- _YOUR GOAL_
Down to the last line below, repeat the entries word for word and drop the pictures.
═══ AVAILABLE RECORDS ═══
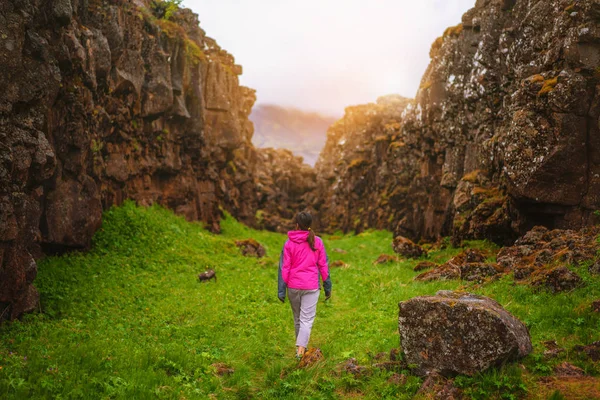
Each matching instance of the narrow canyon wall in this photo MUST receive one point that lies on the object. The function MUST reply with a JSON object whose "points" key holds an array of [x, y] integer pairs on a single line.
{"points": [[107, 100], [503, 133]]}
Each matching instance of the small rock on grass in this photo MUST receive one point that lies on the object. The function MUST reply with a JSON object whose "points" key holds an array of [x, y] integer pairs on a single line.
{"points": [[552, 349], [352, 368], [591, 350], [557, 280], [251, 248], [407, 248], [397, 379], [423, 265], [437, 387], [566, 369], [338, 263], [594, 269], [311, 357], [385, 259], [222, 369]]}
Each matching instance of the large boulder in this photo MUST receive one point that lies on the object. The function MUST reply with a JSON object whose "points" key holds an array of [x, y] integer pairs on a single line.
{"points": [[457, 332]]}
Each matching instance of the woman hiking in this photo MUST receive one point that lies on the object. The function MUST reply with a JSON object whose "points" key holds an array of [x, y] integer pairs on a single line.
{"points": [[302, 259]]}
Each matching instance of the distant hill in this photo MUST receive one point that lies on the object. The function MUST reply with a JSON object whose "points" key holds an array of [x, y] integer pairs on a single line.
{"points": [[302, 132]]}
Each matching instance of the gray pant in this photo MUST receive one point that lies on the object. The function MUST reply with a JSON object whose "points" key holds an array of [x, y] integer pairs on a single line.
{"points": [[304, 307]]}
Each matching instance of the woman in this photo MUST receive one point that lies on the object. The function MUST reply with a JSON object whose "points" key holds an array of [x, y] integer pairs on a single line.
{"points": [[302, 259]]}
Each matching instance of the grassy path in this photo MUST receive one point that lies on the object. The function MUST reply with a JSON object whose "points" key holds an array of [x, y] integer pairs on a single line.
{"points": [[129, 320]]}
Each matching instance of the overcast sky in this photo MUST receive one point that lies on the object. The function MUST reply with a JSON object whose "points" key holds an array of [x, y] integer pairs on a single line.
{"points": [[324, 55]]}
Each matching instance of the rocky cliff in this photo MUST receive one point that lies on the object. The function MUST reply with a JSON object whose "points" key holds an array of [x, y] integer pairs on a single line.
{"points": [[104, 100], [503, 133]]}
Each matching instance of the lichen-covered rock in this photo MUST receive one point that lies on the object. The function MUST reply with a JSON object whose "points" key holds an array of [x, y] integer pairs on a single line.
{"points": [[594, 269], [535, 256], [312, 356], [456, 332], [592, 350], [102, 102], [407, 248], [560, 279], [251, 248], [338, 263], [568, 370], [497, 140], [469, 265], [385, 259], [423, 265]]}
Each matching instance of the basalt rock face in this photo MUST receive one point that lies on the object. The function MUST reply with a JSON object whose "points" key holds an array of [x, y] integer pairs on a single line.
{"points": [[102, 101], [503, 133]]}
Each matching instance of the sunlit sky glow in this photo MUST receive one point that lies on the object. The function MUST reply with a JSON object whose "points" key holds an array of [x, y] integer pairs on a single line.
{"points": [[324, 55]]}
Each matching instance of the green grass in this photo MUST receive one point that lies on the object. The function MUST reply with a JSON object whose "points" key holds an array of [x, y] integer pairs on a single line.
{"points": [[129, 320]]}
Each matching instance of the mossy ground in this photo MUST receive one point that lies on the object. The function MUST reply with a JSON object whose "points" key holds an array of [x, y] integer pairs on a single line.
{"points": [[129, 320]]}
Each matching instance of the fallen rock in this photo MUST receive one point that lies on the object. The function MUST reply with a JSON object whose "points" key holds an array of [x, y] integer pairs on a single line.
{"points": [[385, 259], [395, 355], [222, 369], [310, 357], [439, 388], [390, 365], [469, 265], [407, 248], [538, 251], [423, 265], [338, 263], [591, 350], [251, 248], [594, 269], [557, 280], [456, 332], [352, 368], [469, 256], [552, 349], [568, 370], [397, 379]]}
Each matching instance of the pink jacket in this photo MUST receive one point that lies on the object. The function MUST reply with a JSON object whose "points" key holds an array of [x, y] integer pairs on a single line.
{"points": [[301, 266]]}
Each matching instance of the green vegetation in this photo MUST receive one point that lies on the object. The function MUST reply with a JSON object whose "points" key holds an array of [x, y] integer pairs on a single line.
{"points": [[129, 320], [164, 9]]}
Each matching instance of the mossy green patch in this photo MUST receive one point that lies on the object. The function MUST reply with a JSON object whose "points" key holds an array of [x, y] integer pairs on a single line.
{"points": [[129, 320]]}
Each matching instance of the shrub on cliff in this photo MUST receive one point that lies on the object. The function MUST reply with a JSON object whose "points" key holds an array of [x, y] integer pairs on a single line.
{"points": [[164, 9]]}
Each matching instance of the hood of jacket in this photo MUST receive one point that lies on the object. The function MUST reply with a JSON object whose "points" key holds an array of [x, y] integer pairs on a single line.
{"points": [[298, 236]]}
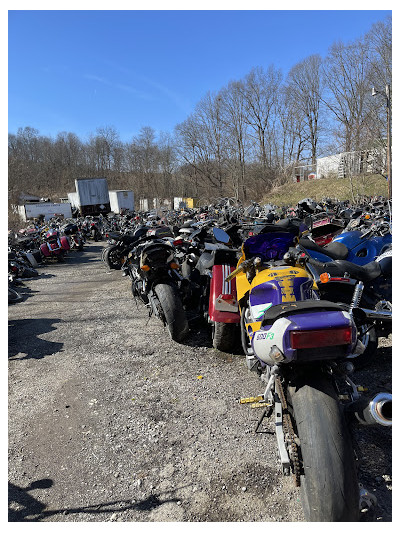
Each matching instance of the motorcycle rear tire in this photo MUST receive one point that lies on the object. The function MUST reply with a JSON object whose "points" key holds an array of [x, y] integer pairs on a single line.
{"points": [[13, 296], [328, 487], [172, 308], [112, 258], [224, 336]]}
═══
- _WORKED SOLUTION_
Each matching instance of the narrow canyon wall in this photo MUST receive one point that lies on the object. The function MUST reply with a JSON object whose "points" key holds an array of [x, y] integer pairs on a single line.
{"points": [[107, 100], [503, 133]]}
Each matching instance of the small rock on grass in this photo MUST receive one point that lies on the object. The function MUST reply with a JSON object whose "points" key holds an array of [x, y] integer pairs on a single line.
{"points": [[552, 349], [352, 368], [591, 350], [557, 280], [251, 248], [407, 248], [397, 379], [423, 265], [437, 387], [566, 369], [338, 263], [594, 269], [311, 357], [385, 259], [222, 369]]}
Each matching instance of the large boulder in this photo MUST receive one point that lies on the object. The function MUST reply with a JSON object whose "points" key holds an array of [x, y] integer pairs on a single line.
{"points": [[457, 332]]}
Each matching instance of the woman hiking in this photo MUST receive one point that lies on the object. The function MUST reply with a JSON object whose "points" key holds an array of [x, y] integer pairs on a single line.
{"points": [[302, 259]]}
Each matching instance of the distant hill in this photo MUST receive one point that lies on the object. The function MUST reply with a JSON object whose "points" key holds an array of [x, y] integer pairs on a single line.
{"points": [[302, 132]]}
Each matching instance of the gray pant in this photo MUST receive one point that lies on the object. The function MUST reply with a JSON object whose "points" key holds an array of [x, y] integer pairs on a single line.
{"points": [[304, 307]]}
Each matching instance of the woman in this photo MUST receive one point that lies on the object. The function MUST reply with a JSON object whose "points" key holds an array of [x, y] integer pairs on a single line.
{"points": [[302, 259]]}
Each matching instance of the grassy path in this photo MUST receive one point that lies on the object. The function MUST reply with a JSON object whose "points" key holds an array of [x, y] integer pairs on a single line.
{"points": [[129, 320]]}
Each matching instance of the overcast sky in this photo MUST receive one point that lies on the object. The function MUST reply with a JSON object whose "points" key holds an array of [x, y] integer pairs on a single line.
{"points": [[324, 55]]}
Each matching instance of the rocky cliff in this photo MUST receive one point that lies on the object. The function MUST reply with a JSON object whose "points" key holds an array of [x, y] integer pairs on a single line.
{"points": [[104, 100], [503, 133]]}
Each matching instance of the lichen-covered rock in this photo MUST receive one point that lies on the object. The function MUST reply with a JSON object whose "points" key holds an array of [x, y] integer pairs on a single line.
{"points": [[594, 269], [535, 256], [312, 356], [456, 332], [592, 350], [102, 102], [407, 248], [560, 279], [251, 248], [338, 263], [568, 370], [497, 140], [469, 265], [385, 259], [423, 265]]}
Each matching instance of the basalt rock face in this photo MUST receive one point that lies on the object. The function MUST reply with a JSON object whose "points" key holds an array of [x, y] integer pairs on a single line.
{"points": [[102, 101], [503, 133]]}
Each matching instance of the sunlit sky glow in this photo MUST receive one point that lies on the object. The function MUST reply with a JSON object whose "points" key holds an array of [x, y] integer pairs on a single line.
{"points": [[324, 55]]}
Each matching instance of the green grass in this photo MUST receive one point that lies on the object. The function MUST reply with a JSON object whose "points" key holds an array of [x, y] integer pairs on a single line.
{"points": [[129, 320]]}
Each matching instance of the mossy ground in this photo MUST receive one point that lies on the object. The function MUST reply with a JSON object whose "points" key holds an array of [x, y] integer pairs on a single line.
{"points": [[129, 320]]}
Each matching instance of the fallen rock in this photo MUST receive one point that lies on the object. The function MUST reply with a JSON object whose "points" key holds an array of [x, y] integer pairs on a single line.
{"points": [[385, 259], [395, 355], [222, 369], [310, 357], [439, 388], [390, 365], [469, 265], [407, 248], [538, 251], [423, 265], [338, 263], [591, 350], [251, 248], [594, 269], [557, 280], [456, 332], [352, 368], [469, 256], [552, 349], [568, 370], [397, 379]]}
Each matching instance of the pink jacket in this photo MUST receive one point that lies on the object. The function MUST reply with a JSON object whose "points" key holds an array of [x, y] integer pairs on a single line.
{"points": [[301, 266]]}
Each matching instance of the green vegetation in this photo MUST receive one point that lies on the object. The function MUST reply with a JSON object whose "points" key holds an array of [x, y] integer pairs on a single line.
{"points": [[129, 320], [164, 9]]}
Each matching instance of the mossy green patch in this photo MUST receive one point that lies on the object. The function MUST reply with a JSON object whose "points" key holds an array of [x, y] integer pairs on a single line.
{"points": [[129, 320]]}
Each matching instance of the shrub on cliff in this photo MUST receive one point that lies on the object. The function MUST reply with a JSON object whose "points" key holds an array of [x, y] integer pairs on a single line.
{"points": [[164, 9]]}
Each matching instance of the hood of jacket in this photo MUST receive one point that lies on the object. The function MUST reply with a JSON object whose "points" key holds an array of [x, y] integer pairs on a single line.
{"points": [[298, 236]]}
Each matching instance of the motorcycle rear tire in this photo MUST receive one point that lies on the object. The function MUST reply with a JSON object whose "points" key holds an array of [x, y] integer pairs on a single line.
{"points": [[13, 296], [328, 487], [172, 308], [112, 258], [224, 336]]}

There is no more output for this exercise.